+++ Text shown +++

My baby had a bad day yesterday. It happens in the restaurant biz, and when the “Really nothing can pick me up from a day like this” type texts started coming in, I knew I had to at least make an effort. The best way I know to cheer people up is with food and listening to their venting, and normally Dane doesn’t want to talk about work when he’s had a bad day. Food it was.
Now, at my house we’ve been wanting to make seitan for a while. Soul Vegetarian down in the Virginia-Highlands area use seitan for their “meats” and the boys have been pretty enamored. I have been sold on this wheat meat since my first trip to My Thai Vegan Cafe in Boston’s Chinatown, as I went to Emerson College literally two blocks away from it. To add to the intrigue is the protein content; Brandon has been wanting to bulk up, and so we’ve been researching the best vegan protein sources. He’s even been making protein energy balls from recipes I found him! And they’re wicked, wicked good.
Lots of great stuff in there, including quinoa, lentil flour, goji berries… For those of you who don’t know, seitan is the top protein source per ounce period, vegan or non-vegan. 3 oz of seitan is a whopping 31 grams of protein. You need double that amount of steak to get you to 42g, and a 3.5 oz breast of chicken is 30g. For vegan comparisons, you need a whole cup of tempeh to get you to 41g of protein–which, is fine by me! Love that stuff.
Anyway, We bought the vital wheat gluten a couple weeks ago and have been more than ready to give it a shot. I’ve been reading up on how to make it at home as much as possible, and yet I didn’t knead it enough. The kneading and pounding and stretching and beating the hell out of it is what causes that great texture, the “strands” if you will that makes it so similar to meat. I also heard last night that freezing, thawing, beating, re-freezing, re-thawing, re-beating… is kind of the trick. Next time I try, I’ll definitely let you all know!
I cut the loaf into three pieces to simmer in the broth, and once they came out of their 45 minute bath and rested for another 15, I began the experimentation. One cutlet I kept a cutlet, another I made into thin strips (above), and the third was thicker chunks which would have been ideal for fajitas. If any of you are wondering, I saved the broth they simmered in for next time.

+++

| Work request A |
In one to three sentences, explain why the seitan post says the kneading step matters.
| Work request B |
Switch "Dane" to "my partner" in the seitan post, and write out everything from "My baby had" down to "Food it was.".
The data has no connection to the seitan post.

+++ Data records +++

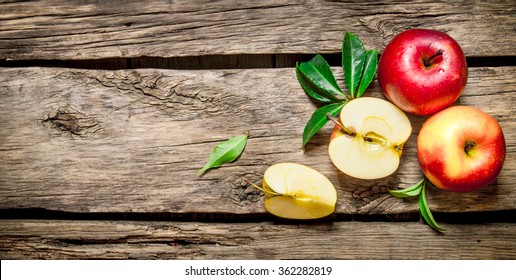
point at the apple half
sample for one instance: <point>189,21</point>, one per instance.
<point>296,191</point>
<point>368,142</point>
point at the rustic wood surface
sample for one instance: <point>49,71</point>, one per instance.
<point>102,29</point>
<point>103,163</point>
<point>132,141</point>
<point>28,239</point>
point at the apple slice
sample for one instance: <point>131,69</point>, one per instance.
<point>295,191</point>
<point>370,141</point>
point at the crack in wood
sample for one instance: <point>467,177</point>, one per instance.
<point>69,120</point>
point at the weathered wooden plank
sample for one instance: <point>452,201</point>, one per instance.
<point>33,239</point>
<point>132,141</point>
<point>101,29</point>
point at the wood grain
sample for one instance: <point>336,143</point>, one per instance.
<point>79,30</point>
<point>132,141</point>
<point>33,239</point>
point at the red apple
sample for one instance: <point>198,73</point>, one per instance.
<point>461,149</point>
<point>422,71</point>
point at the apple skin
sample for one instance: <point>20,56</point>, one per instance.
<point>445,156</point>
<point>418,88</point>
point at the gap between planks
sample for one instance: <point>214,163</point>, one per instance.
<point>241,61</point>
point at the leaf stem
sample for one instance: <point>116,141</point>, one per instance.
<point>337,122</point>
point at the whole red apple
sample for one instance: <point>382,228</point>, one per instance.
<point>461,149</point>
<point>422,71</point>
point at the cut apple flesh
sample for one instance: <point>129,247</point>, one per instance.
<point>379,130</point>
<point>295,191</point>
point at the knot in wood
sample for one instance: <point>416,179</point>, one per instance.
<point>72,121</point>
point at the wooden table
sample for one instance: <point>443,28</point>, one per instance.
<point>109,109</point>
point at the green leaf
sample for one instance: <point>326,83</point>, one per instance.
<point>227,151</point>
<point>319,119</point>
<point>310,88</point>
<point>353,58</point>
<point>410,191</point>
<point>425,211</point>
<point>370,66</point>
<point>320,77</point>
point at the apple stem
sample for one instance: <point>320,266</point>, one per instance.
<point>337,122</point>
<point>262,189</point>
<point>469,146</point>
<point>428,61</point>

+++

| Your response A |
The kneading, pounding, stretching and beating of the dough is what creates seitan's texture. It produces the "strands" that make it so similar to meat.

| Your response B |
My baby had a bad day yesterday. It happens in the restaurant biz, and when the “Really nothing can pick me up from a day like this” type texts started coming in, I knew I had to at least make an effort. The best way I know to cheer people up is with food and listening to their venting, and normally my partner doesn’t want to talk about work when he’s had a bad day. Food it was.